**EXCERPT TO READ:**
* * * * * * *

Bell’s choice of illustrations may seem strange:
- a 5th century Wei dynasty (before 534 CE) figure from China,
- an 11th century Persian dish,
- an early Peruvian pot,
- a 6th century Byzantine mosaic from San Vitale, Ravenna, (above)
- Cézanne’s Maison devant la Sainte-Victoire près de Gardanne (1886–90), (below)
- and an early painting by Picasso.

His concept of art is thoroughly elitist: only certain people are capable of “personal experience of a peculiar emotion” when they are confronted by works of art, those who are “sensitive”. Those objects that provoke this particular emotion in such sensitive people “we call works of art”. Late in the book he writes: “A sure sensibility in visual art is at least as rare as a good ear for music.”
Later in the book he offers criteria for distinguishing ‘good’ and ‘bad’ drawing: “What we mean when we speak of ‘good drawing’ and ‘bad drawing’ is not doubtful; we mean ‘aesthetically moving’ and ‘aesthetically insignificant.’ Why some drawing moves and some does not is a very different question.”
One potential test which he provides is that “people who cannot feel pure aesthetic emotions remember pictures by their subjects; whereas people who can, as often as not, have no idea what the subject of a picture is. They have never noticed the representative element, and so when they discuss pictures they talk about the shapes of forms and the relations and quantities of colours. Often they can tell by the quality of a single line whether or no[t] a man is a good artist.”
Examples of true art, in Bell’s judgement, include:
- the works illustrated in the book,
- Giotto’s frescoes at Padua,
- paintings by Poussin, Claude Lorraine, El Greco, Rembrandt (but see below), Velasquez, Vermeer, Rubens, Jordaens, Chardin, Ingres, Corot, Daumier, Manet, Renoir, Degas,
- paintings by Piero della Francesca, and several contemporaries,
- paintings by Cézanne, Gauguin, van Gogh, Matisse, Picasso,
- most works known as ‘Primitive’,
- only 3-4% of Cubist or Impressionist paintings,
- paintings by Duncan Grant and Roger Fry.
Examples of what Bell considers is not art include:
- Frith’s Paddington Station (1862) (see below)

* * * * * * *

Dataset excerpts
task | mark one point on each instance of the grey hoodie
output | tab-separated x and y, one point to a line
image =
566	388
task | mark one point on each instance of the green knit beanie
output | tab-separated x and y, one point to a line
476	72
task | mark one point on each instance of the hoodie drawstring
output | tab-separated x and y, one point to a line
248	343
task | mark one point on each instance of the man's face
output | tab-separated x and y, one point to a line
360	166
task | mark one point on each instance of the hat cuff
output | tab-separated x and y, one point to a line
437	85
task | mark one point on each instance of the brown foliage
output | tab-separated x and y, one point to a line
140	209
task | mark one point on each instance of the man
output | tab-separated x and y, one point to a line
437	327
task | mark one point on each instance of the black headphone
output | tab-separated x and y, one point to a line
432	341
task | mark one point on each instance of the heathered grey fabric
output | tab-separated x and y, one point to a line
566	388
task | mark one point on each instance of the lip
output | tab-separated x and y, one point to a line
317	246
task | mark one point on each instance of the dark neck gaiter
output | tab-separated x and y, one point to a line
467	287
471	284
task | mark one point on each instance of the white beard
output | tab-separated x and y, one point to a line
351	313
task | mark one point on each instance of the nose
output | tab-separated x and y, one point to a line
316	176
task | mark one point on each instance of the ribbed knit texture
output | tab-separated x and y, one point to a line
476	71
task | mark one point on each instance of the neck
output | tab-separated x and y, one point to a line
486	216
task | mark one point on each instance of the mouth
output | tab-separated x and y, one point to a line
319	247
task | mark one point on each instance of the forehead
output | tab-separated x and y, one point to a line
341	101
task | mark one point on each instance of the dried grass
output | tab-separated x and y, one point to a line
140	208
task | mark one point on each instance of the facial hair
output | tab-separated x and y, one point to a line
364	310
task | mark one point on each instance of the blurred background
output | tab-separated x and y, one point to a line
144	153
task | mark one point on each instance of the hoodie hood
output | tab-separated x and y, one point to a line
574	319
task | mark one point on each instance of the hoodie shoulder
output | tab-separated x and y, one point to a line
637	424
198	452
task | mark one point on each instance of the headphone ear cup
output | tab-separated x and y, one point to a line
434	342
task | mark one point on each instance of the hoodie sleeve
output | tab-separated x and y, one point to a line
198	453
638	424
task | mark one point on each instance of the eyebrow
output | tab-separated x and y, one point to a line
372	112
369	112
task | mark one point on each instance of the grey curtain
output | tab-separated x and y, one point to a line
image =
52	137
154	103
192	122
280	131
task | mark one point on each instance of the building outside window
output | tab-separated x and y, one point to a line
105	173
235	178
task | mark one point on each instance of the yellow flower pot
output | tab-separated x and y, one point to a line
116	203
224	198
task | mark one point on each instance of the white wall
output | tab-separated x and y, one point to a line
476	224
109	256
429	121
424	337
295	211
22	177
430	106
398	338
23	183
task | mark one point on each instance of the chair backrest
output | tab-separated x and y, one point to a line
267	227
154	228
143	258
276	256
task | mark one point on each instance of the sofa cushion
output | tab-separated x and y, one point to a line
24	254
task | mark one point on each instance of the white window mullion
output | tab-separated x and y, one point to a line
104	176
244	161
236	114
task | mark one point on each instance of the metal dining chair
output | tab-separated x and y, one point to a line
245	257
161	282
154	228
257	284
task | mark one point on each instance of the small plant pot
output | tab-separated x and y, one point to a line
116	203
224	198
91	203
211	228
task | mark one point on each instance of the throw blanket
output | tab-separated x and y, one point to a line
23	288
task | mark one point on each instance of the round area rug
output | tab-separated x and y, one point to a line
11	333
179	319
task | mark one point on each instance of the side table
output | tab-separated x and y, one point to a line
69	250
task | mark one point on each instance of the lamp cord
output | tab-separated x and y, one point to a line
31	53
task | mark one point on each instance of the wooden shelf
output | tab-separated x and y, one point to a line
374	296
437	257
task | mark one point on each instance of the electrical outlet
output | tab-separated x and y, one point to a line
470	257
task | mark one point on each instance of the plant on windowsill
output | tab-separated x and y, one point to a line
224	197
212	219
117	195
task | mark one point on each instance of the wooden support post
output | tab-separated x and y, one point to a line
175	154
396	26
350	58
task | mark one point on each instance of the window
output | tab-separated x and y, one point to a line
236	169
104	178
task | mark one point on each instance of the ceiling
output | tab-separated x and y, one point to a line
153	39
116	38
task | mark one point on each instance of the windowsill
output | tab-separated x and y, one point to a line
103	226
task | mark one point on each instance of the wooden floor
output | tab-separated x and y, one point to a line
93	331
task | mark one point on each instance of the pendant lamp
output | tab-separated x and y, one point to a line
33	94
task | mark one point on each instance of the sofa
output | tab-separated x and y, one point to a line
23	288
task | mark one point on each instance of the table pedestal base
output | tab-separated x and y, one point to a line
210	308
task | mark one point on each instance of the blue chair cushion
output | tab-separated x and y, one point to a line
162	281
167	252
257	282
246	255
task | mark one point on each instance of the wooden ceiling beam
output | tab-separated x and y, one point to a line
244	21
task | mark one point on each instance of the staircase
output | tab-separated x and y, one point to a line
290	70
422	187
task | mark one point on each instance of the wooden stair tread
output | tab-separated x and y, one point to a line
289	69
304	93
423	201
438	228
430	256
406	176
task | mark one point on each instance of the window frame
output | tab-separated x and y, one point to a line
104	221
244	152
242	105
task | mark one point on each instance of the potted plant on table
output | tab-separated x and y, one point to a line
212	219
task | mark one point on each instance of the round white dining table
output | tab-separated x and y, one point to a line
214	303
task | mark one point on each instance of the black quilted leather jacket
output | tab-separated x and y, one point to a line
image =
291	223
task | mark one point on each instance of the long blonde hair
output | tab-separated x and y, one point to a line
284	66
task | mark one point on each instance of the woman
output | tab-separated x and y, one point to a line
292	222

* * * * * * *

**PROBLEMS AND TASKS:**
[1] Would you retype the passage on Bell's view of art, everything from "Bell’s choice of" down to "painting by Picasso."?
[2] Can you continue the passage on Bell's view of art from the point where it ends?

**ANSWER LIST:**
[1]
Bell’s choice of illustrations may seem strange:
- a 5th century Wei dynasty (before 534 CE) figure from China,
- an 11th century Persian dish,
- an early Peruvian pot,
- a 6th century Byzantine mosaic from San Vitale, Ravenna, (above)
- Cézanne’s Maison devant la Sainte-Victoire près de Gardanne (1886–90), (below)
- and an early painting by Picasso.

[2]
- “descriptive pictures”, which imitate nature, including most realist paintings,
- the paintings of most Royal Academicians, including Frederic, Lord Leighton,
- most painters “who flourished between the high Renaissance and the contemporary movement may be divided into two classes, virtuosi and dunces”, neither of which he deems to be art,
- JMW Turner, who is dismissed as “an after-dinner poet”,
- John Singer Sargent,
- Neo-Impressionists, including Seurat, Signac, and Cross.

Bell’s comments on Rembrandt are particularly scathing: “Rembrandt, indeed, perhaps the greatest genius of them [17th century masters] all, is a typical ruin of his age. For, except in a few of his later works, his sense of form and design is utterly lost in a mess of rhetoric, romance, and chiaroscuro. It is difficult to forgive the seventeenth century for what it made of Rembrandt’s genius.”


In contrast, “Cézanne is a type of the perfect artist; he is the perfect antithesis of the professional picture-maker, or poem-maker, or music-maker. He created forms because only by so doing could he accomplish the end of his existence – the expression of his sense of the significance of form.”
Between them, Roger Fry and Clive Bell not only destroyed the reputation of John Singer Sargent during his final years, but laid the ground for what happened to painting over much of the rest of the twentieth century – a period in which many were to lament that painting was dead and buried. Perhaps John Singer Sargent should enjoy the last word.

In the end, art still wins: Sargent’s wonderful paintings live on, while Roger Fry and Clive Bell have been all but forgotten.